William Cobbing: Noggin

4 October - 8 November 2021

Cooke Latham Gallery is pleased to present 'Noggin', an exhibition of ceramic sculptures by William Cobbing made between May and July 2021 during his residency at the European Ceramics WorkCentre in The Netherlands. The exhibition is available online and by appointment at the gallery. 

 

‘Noggin’ is primarily a series of wall-based, mask-like, ceramics. In these works, the clay is prodded and pockmarked by fingerprints, emphasising the tactile process of making by hand. Hands proliferate, emerging from the position of the eyes to form surreal antlers, to cling onto the face, or find their way into mouths. This connection between hand and head, of making oneself, is replicated in the looped action of forming and re-forming within Cobbing’s videos. This series began at the start of the pandemic, made solely by the artist in his studio due to social distancing restrictions. In some videos the head is covered in a large clay mass, the surface of which is scraped away to expose an interior of brightly coloured liquid. In others, glazed ceramic masks are smashed to reveal stony cavities, clay heads spin and texts are scrawled onto clay facades with oversized clay hands.

:: Tasks and exercises ::
(a) From the exhibition text on William Cobbing's 'Noggin', list every place or way in which hands appear in the mask-like ceramics.
(b) Continue the exhibition text on William Cobbing's 'Noggin' from its final sentence.

:: Material shown ::
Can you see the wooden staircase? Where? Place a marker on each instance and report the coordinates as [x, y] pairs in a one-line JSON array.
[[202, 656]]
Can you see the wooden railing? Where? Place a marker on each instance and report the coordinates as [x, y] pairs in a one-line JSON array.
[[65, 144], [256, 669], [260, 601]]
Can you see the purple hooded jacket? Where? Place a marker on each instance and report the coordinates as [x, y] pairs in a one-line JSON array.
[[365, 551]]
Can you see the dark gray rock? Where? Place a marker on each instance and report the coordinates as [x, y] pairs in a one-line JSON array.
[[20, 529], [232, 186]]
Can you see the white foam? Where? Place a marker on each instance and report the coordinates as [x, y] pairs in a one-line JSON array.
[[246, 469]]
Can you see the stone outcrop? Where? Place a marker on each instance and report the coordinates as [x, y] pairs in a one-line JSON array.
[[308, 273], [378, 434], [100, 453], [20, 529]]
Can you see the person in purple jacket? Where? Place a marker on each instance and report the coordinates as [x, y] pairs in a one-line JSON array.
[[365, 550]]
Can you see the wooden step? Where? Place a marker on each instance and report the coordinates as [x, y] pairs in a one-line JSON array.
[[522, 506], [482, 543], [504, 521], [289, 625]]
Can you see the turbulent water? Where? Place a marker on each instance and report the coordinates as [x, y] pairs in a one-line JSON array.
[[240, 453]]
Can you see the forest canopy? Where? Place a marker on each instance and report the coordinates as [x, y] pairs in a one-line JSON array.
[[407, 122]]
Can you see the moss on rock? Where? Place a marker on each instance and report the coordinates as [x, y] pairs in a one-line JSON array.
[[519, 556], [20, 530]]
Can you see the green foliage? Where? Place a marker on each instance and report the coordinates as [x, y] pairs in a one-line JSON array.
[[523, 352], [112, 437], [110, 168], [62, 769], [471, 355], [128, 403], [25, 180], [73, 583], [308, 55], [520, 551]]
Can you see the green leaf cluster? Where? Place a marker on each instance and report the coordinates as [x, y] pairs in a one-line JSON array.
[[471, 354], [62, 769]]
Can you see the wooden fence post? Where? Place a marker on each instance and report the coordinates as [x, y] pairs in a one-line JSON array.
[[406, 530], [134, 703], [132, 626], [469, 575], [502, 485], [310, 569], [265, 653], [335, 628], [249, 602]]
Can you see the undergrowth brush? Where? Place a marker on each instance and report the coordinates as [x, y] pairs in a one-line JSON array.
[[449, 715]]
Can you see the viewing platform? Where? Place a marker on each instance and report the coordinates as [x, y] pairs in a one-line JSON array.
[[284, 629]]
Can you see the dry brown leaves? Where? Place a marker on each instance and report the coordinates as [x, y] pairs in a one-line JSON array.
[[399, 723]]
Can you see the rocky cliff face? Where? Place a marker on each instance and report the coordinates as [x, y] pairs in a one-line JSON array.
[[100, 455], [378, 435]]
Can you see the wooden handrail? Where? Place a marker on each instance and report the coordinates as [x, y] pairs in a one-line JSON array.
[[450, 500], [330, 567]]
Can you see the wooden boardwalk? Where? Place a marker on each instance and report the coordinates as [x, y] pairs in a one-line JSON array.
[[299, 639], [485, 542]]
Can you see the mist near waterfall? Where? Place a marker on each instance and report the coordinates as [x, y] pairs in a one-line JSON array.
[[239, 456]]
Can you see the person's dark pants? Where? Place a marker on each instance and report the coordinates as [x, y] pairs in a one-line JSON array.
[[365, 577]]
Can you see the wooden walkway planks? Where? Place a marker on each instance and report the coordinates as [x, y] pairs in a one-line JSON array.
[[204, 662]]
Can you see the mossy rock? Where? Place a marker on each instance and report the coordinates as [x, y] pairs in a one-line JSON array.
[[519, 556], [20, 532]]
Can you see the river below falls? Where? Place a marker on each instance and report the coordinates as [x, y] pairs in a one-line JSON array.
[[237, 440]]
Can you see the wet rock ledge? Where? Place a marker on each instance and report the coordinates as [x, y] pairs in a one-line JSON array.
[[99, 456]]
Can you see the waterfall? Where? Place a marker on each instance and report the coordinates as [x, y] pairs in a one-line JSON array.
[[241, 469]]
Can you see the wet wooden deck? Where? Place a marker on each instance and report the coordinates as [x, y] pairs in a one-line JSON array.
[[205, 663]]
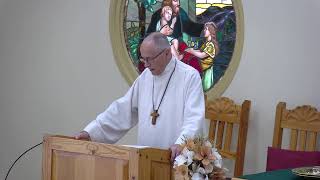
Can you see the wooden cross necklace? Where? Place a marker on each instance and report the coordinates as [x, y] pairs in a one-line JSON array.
[[154, 114]]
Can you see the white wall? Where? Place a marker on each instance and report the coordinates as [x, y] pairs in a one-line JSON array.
[[57, 71]]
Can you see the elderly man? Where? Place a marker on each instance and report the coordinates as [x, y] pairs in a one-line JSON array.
[[166, 101]]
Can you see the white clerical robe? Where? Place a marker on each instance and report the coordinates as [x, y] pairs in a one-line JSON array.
[[181, 113]]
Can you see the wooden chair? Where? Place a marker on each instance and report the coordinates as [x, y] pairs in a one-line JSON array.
[[223, 114], [304, 121]]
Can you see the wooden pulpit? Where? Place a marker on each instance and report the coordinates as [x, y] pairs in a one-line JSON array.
[[65, 158]]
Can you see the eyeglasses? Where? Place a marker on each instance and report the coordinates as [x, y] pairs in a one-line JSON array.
[[150, 60]]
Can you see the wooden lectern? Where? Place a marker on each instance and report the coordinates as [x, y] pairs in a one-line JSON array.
[[65, 158]]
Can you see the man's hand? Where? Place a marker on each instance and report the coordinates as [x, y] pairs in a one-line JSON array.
[[83, 135], [218, 174], [175, 151]]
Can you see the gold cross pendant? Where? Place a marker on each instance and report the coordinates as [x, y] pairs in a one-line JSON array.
[[154, 115]]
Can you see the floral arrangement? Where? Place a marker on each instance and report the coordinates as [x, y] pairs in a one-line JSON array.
[[197, 160]]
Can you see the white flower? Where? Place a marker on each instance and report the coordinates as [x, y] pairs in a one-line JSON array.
[[197, 176], [218, 161], [188, 155]]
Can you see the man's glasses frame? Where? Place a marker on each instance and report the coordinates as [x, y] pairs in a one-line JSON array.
[[150, 60]]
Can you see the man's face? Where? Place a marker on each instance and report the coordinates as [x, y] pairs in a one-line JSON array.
[[175, 6], [155, 60]]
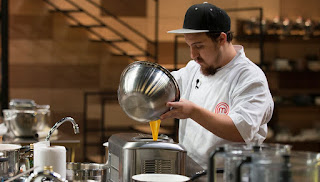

:: Responses in order ::
(a)
- Emerging from the position of the eyes to form surreal antlers
- Clinging onto the face
- Finding their way into mouths

(b)
Both the ceramics and video works explore the transformative possibilities of the mask, how it can make us anonymous, other and exaggerated. During the videos there is often a process of ‘revealing’ the face. This is echoed in the ceramic works, where the facial features of the mask emerge from, or are submerged by, the clay from which they are made. Process is integral to Cobbing’s practice and in some instances the filmic works blur with their ceramic counterparts; masks in which the raw edged incisions that represent mouth or eyes are seemingly the result of the same scraping and cutting motions that the videos portray. A link is inferred between materials and their psychological states, creating alternating feelings of suffocation, introspection, hiding, catharsis and escape.